- _GIVEN PASSAGE_:
While we generally focus on consumer electronics, today we’re taking a look at the Canon XF400 Professional camcorder.
Canon has long been a leader in the video and photography market but recent changes in consumer buying patterns have forced all manufacturers to make some adaptation. The rise of highly capable smartphone cameras has caused digital SLR and consumer camcorder sales to plummet to multi-decade lows. It’s understandable that many casual users would choose the “good enough” smartphone already in their pocket over expensive second and third devices.
Regardless of consumer behavior, the professional market will always require top quality, dedicated video. Canon developed a unique solution to address the problem of the dwindling consumer market.
The professional XF400 and XF405 share internal parts and specifications almost completely with the consumer-focused VIXIA GX10. While the pricing gap isn’t huge between them, Canon distinguishes between the models mostly by form factor and supported inputs and outputs.
This interesting strategy results in two cameras that straddle the line between consumer and pro. Most consumers would consider the VIXIA GX10 quite high-end, while most professionals would likely consider the XF400 and XF405 at the lower end of the spectrum for pro-grade gear. Canon benefits by releasing products into two different market segments while saving significantly on research and development and production costs.
While 4K recording certainly sounds like a killer feature, the pros know that much more goes into making quality video than simply the number of pixels on the screen. Will video professionals find the Canon XF400 delivers everything they need at a reasonable price? Let’s look closely at what this compact 4K shooter has to offer.

- _DATA PROVIDED_:
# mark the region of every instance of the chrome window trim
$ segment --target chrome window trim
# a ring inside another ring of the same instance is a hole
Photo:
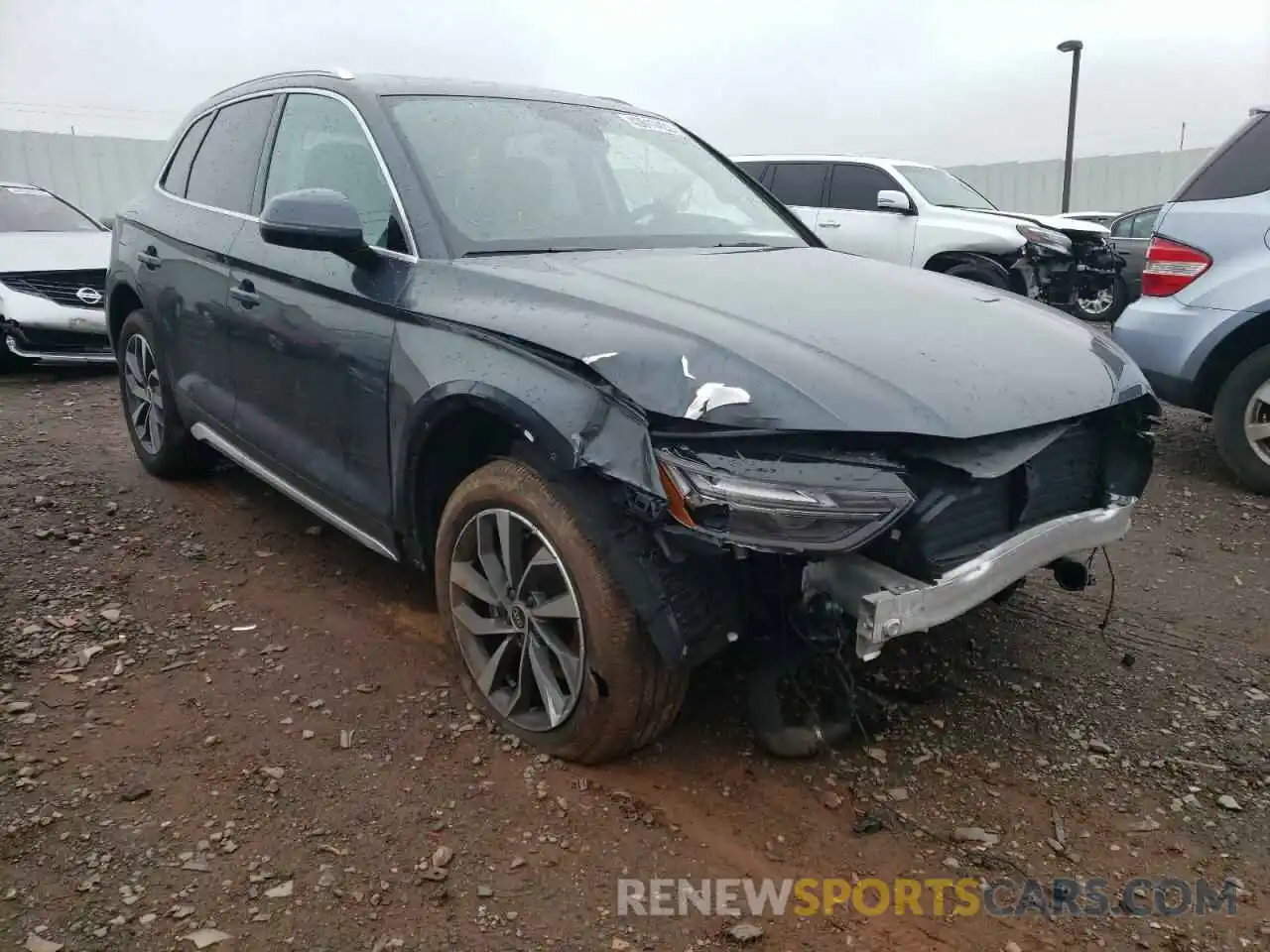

- _INSTRUCTIONS_:
• 1. In the Canon XF400 review, rewrite the part starting at "While 4K recording" and ending at "has to offer.", substituting "experts" for "pros".
• 2. According to the Canon XF400 review, which consumer-focused camcorder shares almost all of its internal parts and specifications with the XF400 and XF405?

- _FULL ANSWERS_:
• 1.
While 4K recording certainly sounds like a killer feature, the experts know that much more goes into making quality video than simply the number of pixels on the screen. Will video professionals find the Canon XF400 delivers everything they need at a reasonable price? Let’s look closely at what this compact 4K shooter has to offer.

• 2. The Canon VIXIA GX10.